AIM: Repeat each of the rows below word for word, without changing anything.
___ THE DATA ___
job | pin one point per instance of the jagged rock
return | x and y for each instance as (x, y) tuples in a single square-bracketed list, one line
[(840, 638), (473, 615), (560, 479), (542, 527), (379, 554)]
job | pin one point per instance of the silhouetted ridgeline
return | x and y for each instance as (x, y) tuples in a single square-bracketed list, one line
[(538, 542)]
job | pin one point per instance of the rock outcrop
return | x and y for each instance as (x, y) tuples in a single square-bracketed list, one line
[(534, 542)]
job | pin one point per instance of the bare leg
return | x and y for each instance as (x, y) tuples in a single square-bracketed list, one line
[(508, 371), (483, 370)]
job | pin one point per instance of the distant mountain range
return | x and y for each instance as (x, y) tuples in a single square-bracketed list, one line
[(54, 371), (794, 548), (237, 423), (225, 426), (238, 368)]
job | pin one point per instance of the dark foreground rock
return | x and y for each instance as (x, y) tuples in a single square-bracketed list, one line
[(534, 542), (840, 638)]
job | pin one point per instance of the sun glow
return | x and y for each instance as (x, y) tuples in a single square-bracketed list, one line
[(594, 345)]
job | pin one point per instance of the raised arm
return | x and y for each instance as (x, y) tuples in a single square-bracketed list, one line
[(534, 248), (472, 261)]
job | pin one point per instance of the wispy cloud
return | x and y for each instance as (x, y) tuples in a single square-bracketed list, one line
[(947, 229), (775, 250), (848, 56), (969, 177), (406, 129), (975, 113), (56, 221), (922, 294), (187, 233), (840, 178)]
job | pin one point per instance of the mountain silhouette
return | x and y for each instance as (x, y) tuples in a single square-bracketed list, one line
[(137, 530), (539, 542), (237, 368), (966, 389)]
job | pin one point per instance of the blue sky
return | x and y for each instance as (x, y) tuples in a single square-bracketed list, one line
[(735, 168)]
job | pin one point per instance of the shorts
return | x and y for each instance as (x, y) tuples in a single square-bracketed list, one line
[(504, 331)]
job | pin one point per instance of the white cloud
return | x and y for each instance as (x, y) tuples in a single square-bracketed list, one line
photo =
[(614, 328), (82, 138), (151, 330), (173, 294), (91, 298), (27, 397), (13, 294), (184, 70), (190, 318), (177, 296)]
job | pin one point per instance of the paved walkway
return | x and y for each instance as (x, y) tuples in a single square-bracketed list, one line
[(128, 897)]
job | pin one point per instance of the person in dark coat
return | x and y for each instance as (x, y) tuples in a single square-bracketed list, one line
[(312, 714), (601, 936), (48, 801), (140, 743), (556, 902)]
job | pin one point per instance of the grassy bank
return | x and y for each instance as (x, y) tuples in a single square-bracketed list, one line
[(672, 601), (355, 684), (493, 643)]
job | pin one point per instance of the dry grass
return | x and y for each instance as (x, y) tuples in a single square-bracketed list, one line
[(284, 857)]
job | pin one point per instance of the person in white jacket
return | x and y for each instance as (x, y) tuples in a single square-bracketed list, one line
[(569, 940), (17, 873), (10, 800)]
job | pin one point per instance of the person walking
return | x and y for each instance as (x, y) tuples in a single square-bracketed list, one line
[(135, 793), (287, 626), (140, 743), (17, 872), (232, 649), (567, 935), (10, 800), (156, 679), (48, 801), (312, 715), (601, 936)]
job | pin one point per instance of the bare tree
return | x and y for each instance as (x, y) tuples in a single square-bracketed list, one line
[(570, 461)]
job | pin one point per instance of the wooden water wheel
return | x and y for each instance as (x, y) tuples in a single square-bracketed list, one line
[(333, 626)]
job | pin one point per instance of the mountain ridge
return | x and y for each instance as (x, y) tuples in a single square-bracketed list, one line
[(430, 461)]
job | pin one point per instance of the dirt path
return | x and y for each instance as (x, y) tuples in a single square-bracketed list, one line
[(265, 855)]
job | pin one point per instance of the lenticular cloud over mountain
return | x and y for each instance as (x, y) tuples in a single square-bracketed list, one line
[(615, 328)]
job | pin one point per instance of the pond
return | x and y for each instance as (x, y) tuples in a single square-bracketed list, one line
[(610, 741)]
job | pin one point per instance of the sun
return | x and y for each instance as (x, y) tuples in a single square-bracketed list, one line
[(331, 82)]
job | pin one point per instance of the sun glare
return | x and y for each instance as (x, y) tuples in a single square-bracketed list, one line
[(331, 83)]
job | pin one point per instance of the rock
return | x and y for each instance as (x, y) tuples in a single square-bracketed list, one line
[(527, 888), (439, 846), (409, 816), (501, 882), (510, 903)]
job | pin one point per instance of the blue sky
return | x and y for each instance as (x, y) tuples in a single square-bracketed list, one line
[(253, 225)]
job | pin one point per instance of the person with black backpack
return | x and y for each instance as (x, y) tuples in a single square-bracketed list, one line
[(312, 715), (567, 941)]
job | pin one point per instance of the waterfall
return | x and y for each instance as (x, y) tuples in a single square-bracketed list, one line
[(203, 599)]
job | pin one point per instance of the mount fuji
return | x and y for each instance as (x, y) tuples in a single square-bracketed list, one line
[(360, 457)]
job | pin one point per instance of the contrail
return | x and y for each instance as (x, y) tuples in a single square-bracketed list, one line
___
COMPLETE OUTPUT:
job | pin one point per instance of the jagged rock
return | x and y for each instance as (x, y) tuples in a single square-bracketed list, one line
[(840, 638), (473, 615), (560, 479), (542, 527), (379, 554)]
job | pin one point per instance of the silhouetted ridgeline
return | x and y for each instance as (x, y) tuples in a single square-bracketed list, one line
[(538, 542)]
job | pin one point per instance of the rock outcrop
return | x and y for each instance as (x, y) tuples in a single square-bracketed list, one line
[(534, 542)]
job | pin one point per instance of the bare leg
return | x and y for each instance as (x, y) tuples in a single square-bracketed list, one line
[(508, 371), (483, 370)]
job | pin one point per instance of the distant mountain range
return | x and y for each instance as (x, y) tuples in a single square-bracketed list, one line
[(54, 371), (794, 548), (237, 423), (225, 426), (238, 368)]
job | pin one point per instance of the dark foreground rock
return | x and y for each instance as (x, y) tuples in a single square-bracketed list, one line
[(534, 542), (840, 638)]
job | pin one point per instance of the sun glow
return | x and y for each instance as (x, y) tuples in a single square-bracketed list, one line
[(594, 345)]
job | pin one point per instance of the raised arm
return | x and y for each instance as (x, y) tuples in a single square-bracketed list, one line
[(534, 248), (472, 261)]
job | pin one point per instance of the wispy cloud
return | x and y for each instance as (x, y) tuples in a single square-bracketed list, one line
[(947, 229), (775, 250), (848, 56), (969, 177), (406, 129), (975, 113), (56, 221), (922, 294), (187, 233), (840, 178)]
job | pin one point per instance of the mountain silhouette
return | x and y for each instance as (x, y) tuples in a single square-bracketed list, one line
[(137, 530), (539, 542), (237, 368), (966, 389)]
job | pin one point per instance of the blue sky
return | x and y for each instance as (x, y) tuples in a single square-bracketed list, one line
[(735, 168)]
job | pin one point per instance of the shorts
return | x and y for each instance as (x, y) tuples in a single square-bracketed list, one line
[(504, 331)]
job | pin one point per instance of the white cloud
return | x and y for each instance as (x, y) tuples in a single square-bracketed list, one line
photo =
[(614, 328), (82, 138), (151, 330), (173, 294), (91, 298), (27, 397), (13, 294), (184, 70), (190, 318), (177, 296)]
job | pin one point per instance of the paved walkway
return | x and y for each instance as (x, y) tuples in a single square-bracketed list, one line
[(128, 897)]
job | pin one point per instance of the person in dark coat
return | x and y for each instance as (x, y) tuples in a single square-bracketed list, one line
[(312, 714), (601, 936), (48, 801), (140, 743), (556, 902)]
job | pin one point per instance of the grassy bank
return | x and y for each instance as (x, y) tuples in a single square-bracketed list, one line
[(672, 601), (355, 684), (493, 643)]
job | pin one point per instance of the dry grass
return | x and y for each instance as (x, y) tuples in a single square-bracketed list, one line
[(284, 857)]
job | pin one point per instance of the person in white jacket
return | x and y for each instance as (x, y) tuples in a single square-bracketed list, one line
[(569, 940), (17, 873), (10, 800)]
job | pin one point per instance of the person walking
return | x and y for each instance as (x, y) tuples in a single square-bracketed list, one line
[(135, 793), (287, 626), (140, 743), (17, 872), (232, 649), (567, 935), (10, 800), (156, 679), (48, 801), (312, 715), (601, 936)]
job | pin one point per instance of the bare tree
return | x and y for each instance as (x, y) tuples in a single square-bracketed list, one line
[(570, 461)]
job | pin one point per instance of the wooden water wheel
return | x and y for each instance as (x, y) tuples in a single square-bracketed list, one line
[(333, 626)]
job | pin one point per instance of the mountain ridge
return | x and y for each instance as (x, y) tuples in a single square-bracketed list, one line
[(430, 461)]
job | pin one point per instance of the dirt path
return | x and y for each instance as (x, y) tuples in a single square-bracketed list, one line
[(265, 855)]
job | pin one point per instance of the lenticular cloud over mountain
return | x and y for each instance as (x, y) tuples in a single square-bracketed list, one line
[(615, 328)]
job | pin one point per instance of the pond
return | x and y for each instance as (x, y) tuples in a single square-bracketed list, one line
[(610, 741)]
job | pin one point per instance of the sun
return | x and y for each instance as (x, y) tuples in a single square-bracketed list, one line
[(331, 82)]
job | pin one point per instance of the sun glare
return | x and y for each instance as (x, y) tuples in a single square-bracketed list, one line
[(331, 83)]
job | pin one point per instance of the rock
return | x and y for each instance as (x, y) tuples in a single square-bracketed list, one line
[(527, 888), (439, 846), (409, 816), (501, 882), (510, 903)]
job | pin one point per instance of the blue sky
return | x and y for each instance as (x, y) tuples in a single square-bracketed list, one line
[(253, 225)]
job | pin one point per instance of the person with black backpack
return | x and y for each instance as (x, y) tuples in a single square-bracketed list, one line
[(312, 715), (567, 941)]
job | pin one point per instance of the waterfall
return | x and y for each instance as (x, y) tuples in a single square-bracketed list, one line
[(203, 599)]
job | pin one point per instance of the mount fuji
return | x and y for each instance as (x, y) tuples in a single square-bracketed list, one line
[(360, 457)]
job | pin one point per instance of the contrail
return | x and y for each instance as (x, y) tuples in a single square-bracketed list, one line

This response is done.